→ Questions on the material
1. Write out the stretch of the Okinawa article from "The Japanese prefecture" through "the Japanese empire." word for word.
2. Using the Okinawa article, list the nationalities it gives for the people whose names are on the Cornerstone of Peace.
3. According to the Okinawa article, in what year did the Satsumi clan conquer Okinawa?

→ Text section
◆ ◆ ◆ ◆ ◆
OKINAWA, Japan — The Vietnam Memorial, with 58,000 names inscribed on a black granite wall, haunts Washington, D.C. But as painful as the Vietnam War was for America, the nation has generally been lucky in war. Rarely has the U.S. homeland been ravaged. Not so other nations, like Japan.

The Japanese prefecture on Okinawa has erected a monument modeled after the Vietnam Memorial. “The Cornerstone of Peace,” as it is called, contains nearly 237,000 names of everyone — Japanese, American, British, Korean and Taiwanese — killed in the World War II battle for the island.

The Ryukyu Islands, of which Okinawa is the largest, were long an independent kingdom. The residents were peaceful traders, with a reputation for civility and hospitality. Unfortunately, they were no match for warriors from the Satsumi clan from mainland Japan, which conquered Okinawa in 1609. The invaders left the local dynasty and social institutions intact, however. Only in 1879 were the islands formally absorbed by the Japanese empire.
◆ ◆ ◆ ◆ ◆
→ Material shown
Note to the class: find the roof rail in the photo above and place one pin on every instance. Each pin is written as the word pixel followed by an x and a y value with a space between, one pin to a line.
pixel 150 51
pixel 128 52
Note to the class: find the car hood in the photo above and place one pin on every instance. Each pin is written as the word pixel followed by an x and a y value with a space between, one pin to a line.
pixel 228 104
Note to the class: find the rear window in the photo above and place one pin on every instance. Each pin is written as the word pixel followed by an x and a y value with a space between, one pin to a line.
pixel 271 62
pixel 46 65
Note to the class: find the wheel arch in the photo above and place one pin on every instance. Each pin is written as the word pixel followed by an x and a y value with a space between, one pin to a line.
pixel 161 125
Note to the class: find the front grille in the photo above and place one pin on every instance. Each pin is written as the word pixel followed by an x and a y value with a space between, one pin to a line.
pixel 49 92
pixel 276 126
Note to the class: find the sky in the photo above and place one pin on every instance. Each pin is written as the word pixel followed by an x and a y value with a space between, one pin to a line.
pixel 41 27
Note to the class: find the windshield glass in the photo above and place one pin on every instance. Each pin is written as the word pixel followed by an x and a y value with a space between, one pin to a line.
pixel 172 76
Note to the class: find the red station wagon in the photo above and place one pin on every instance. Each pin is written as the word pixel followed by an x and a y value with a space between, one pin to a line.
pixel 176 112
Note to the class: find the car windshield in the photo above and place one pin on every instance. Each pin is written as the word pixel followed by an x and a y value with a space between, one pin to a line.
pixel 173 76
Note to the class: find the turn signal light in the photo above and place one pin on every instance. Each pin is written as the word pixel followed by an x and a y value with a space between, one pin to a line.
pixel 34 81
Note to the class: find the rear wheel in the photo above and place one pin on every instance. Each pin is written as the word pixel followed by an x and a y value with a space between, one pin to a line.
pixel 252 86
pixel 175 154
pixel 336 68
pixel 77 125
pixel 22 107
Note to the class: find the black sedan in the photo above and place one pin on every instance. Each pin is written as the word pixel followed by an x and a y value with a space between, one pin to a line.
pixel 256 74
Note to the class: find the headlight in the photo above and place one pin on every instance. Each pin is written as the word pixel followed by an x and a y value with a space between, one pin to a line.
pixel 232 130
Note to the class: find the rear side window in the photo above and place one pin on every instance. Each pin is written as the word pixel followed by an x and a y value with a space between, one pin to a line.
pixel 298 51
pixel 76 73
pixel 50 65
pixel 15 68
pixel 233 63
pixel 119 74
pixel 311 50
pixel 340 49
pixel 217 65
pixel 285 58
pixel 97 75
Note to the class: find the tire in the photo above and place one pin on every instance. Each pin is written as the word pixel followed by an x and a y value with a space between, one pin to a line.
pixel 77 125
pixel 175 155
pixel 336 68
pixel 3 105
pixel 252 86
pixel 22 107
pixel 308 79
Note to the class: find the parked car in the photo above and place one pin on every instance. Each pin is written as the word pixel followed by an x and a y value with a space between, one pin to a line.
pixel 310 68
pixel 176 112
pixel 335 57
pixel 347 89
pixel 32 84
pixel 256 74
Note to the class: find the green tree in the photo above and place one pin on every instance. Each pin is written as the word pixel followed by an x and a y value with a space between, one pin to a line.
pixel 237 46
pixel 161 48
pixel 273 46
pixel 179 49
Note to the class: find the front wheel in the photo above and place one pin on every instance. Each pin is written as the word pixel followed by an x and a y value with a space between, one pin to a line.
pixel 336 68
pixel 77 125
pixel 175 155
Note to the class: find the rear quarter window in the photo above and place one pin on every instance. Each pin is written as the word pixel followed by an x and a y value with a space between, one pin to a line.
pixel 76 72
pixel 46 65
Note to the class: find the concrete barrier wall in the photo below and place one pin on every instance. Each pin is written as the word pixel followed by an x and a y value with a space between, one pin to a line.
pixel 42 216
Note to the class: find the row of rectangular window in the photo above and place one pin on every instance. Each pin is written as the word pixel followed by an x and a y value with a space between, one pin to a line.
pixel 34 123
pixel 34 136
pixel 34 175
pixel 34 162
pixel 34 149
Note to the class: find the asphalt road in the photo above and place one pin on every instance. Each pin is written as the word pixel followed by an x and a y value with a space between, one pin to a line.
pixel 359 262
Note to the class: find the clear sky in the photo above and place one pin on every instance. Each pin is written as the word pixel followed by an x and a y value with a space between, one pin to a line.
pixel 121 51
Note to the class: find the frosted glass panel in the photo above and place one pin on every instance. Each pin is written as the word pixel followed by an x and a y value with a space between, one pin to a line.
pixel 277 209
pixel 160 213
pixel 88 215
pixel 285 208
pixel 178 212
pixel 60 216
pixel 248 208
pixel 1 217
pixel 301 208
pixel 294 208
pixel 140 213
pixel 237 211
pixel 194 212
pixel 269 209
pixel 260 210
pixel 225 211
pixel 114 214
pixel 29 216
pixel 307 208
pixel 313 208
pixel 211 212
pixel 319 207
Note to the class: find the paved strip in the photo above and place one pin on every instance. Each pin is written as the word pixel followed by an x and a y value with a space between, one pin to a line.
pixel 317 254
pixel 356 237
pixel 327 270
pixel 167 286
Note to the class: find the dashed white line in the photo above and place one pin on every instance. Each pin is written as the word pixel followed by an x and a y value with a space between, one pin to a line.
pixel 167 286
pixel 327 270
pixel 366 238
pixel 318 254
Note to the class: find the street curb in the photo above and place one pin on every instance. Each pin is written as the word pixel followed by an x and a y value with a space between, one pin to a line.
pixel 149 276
◆ ◆ ◆ ◆ ◆
→ Outputs for the tasks
1.
The Japanese prefecture on Okinawa has erected a monument modeled after the Vietnam Memorial. “The Cornerstone of Peace,” as it is called, contains nearly 237,000 names of everyone — Japanese, American, British, Korean and Taiwanese — killed in the World War II battle for the island.

The Ryukyu Islands, of which Okinawa is the largest, were long an independent kingdom. The residents were peaceful traders, with a reputation for civility and hospitality. Unfortunately, they were no match for warriors from the Satsumi clan from mainland Japan, which conquered Okinawa in 1609. The invaders left the local dynasty and social institutions intact, however. Only in 1879 were the islands formally absorbed by the Japanese empire.

2. Japanese, American, British, Korean, Taiwanese

3. 1609